- _練習用の文章_
┏━━

15人が死傷したリンナイ製湯沸かし器による一酸化炭素(CO)中毒事故では、利用者の換気が不十分だったことが事故原因として浮上している。しかし、メーカー側や経済産業省が過去の事故を速やかに公表して注意喚起をしていれば、少なくとも今月の死亡事故を防げた可能性が指摘されている。
一方、被害者からは「技術的な問題について徹底的に調べて欲しい」との声が出ている。
計5件発生した事故のうち、東京都豊島区池袋本町で2003年10月に起きたケースでは、アパート2階に住む一人暮らしの無職女性(当時70歳)が死亡した。警視庁池袋署などによると、同月26日午前8時過ぎ、女性宅を訪問したホームヘルパーが、台所付近の床に女性がうつぶせに倒れているのを発見、119番通報した。

┗━━

- _使えるデータ_
┏━━

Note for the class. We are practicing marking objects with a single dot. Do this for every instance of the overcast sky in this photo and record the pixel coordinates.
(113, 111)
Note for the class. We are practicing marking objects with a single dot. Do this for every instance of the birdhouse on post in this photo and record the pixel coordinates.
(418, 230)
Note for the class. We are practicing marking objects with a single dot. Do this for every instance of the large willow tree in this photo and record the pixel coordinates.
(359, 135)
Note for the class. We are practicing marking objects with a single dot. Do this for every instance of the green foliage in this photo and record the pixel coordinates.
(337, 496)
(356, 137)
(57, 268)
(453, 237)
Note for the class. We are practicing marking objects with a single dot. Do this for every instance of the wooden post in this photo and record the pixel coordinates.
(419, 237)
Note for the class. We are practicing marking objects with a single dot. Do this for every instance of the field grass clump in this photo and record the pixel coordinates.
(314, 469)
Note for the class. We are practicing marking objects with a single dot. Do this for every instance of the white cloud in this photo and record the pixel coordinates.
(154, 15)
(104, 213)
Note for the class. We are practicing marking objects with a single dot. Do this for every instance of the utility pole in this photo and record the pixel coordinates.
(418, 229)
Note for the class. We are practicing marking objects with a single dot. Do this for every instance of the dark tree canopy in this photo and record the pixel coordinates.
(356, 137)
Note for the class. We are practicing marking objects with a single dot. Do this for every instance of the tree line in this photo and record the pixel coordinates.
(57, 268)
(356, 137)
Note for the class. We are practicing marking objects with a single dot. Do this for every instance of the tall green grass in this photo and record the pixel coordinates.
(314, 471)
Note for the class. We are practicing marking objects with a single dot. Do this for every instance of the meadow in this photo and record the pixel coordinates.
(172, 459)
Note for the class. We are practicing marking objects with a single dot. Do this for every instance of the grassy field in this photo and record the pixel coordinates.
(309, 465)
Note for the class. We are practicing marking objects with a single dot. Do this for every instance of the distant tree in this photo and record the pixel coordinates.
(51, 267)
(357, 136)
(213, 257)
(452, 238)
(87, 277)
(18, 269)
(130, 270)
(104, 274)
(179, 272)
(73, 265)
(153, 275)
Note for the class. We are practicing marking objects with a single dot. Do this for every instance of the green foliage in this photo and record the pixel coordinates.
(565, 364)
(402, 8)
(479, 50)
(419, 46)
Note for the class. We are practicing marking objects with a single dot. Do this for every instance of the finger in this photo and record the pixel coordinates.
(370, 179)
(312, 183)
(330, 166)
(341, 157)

┗━━

- _取り組む課題_
1) 次の(a)〜(c)が湯沸かし器事故の記事の内容と合っているか、「はい」か「いいえ」で答えてください。それぞれ、決め手になる記事の言葉をそのまま引いてください。
(a) リンナイ製湯沸かし器による事故は、合わせて5件起きた。
(b) 池袋本町の事故で亡くなった女性は、家族と一緒に住んでいた。
(c) 倒れている女性を見つけたのは、近所の住人だった。
2) 湯沸かし器事故の記事を読んで、次の問いに答えてください。
(a) この一酸化炭素中毒事故で死傷したのは何人ですか。
(b) 被害者からは、何を調べてほしいという声が出ていますか。
(c) 池袋本町の女性は、どこにどんな姿勢で倒れていましたか。
3) 湯沸かし器事故の記事の続きを、最後の文のあとから書いてください。

- _答えの例_
1)
(a) はい。「計5件発生した事故」
(b) いいえ。「一人暮らしの無職女性」
(c) いいえ。「女性宅を訪問したホームヘルパーが、台所付近の床に女性がうつぶせに倒れているのを発見」

2)
(a) 15人
(b) 技術的な問題について徹底的に調べてほしいという声
(c) 台所付近の床に、うつぶせに倒れていた

3)
消防隊が室内に入ると、ガスのにおいがしたため、同署と東京ガスで調べたところ、台所に設置されていた湯沸かし器を使用した形跡があったものの、換気扇は作動しておらず、窓も閉め切った状態だった。行政解剖の結果、死因はCO中毒と判明。湯沸かし器には、「必ず換気を」と書かれたシールがはってあり、同署では、換気が不十分だったため、COが発生して女性が死亡したと判断した。
荒川区西日暮里で2000年1月に起きたケースでは、そば店経営男性(54)の自宅で、姉妹3人が病院に搬送された。
男性によると、長女(同24歳)が小型湯沸かし器を使って洗い物をしていたところ、突然座り込み、気分が悪いと訴えた。騒ぎを聞き、台所隣の寝室に寝ていた三女(同21歳)と四女(同18歳)も起き上がろうとしたが、フラフラで歩けない状態だったという。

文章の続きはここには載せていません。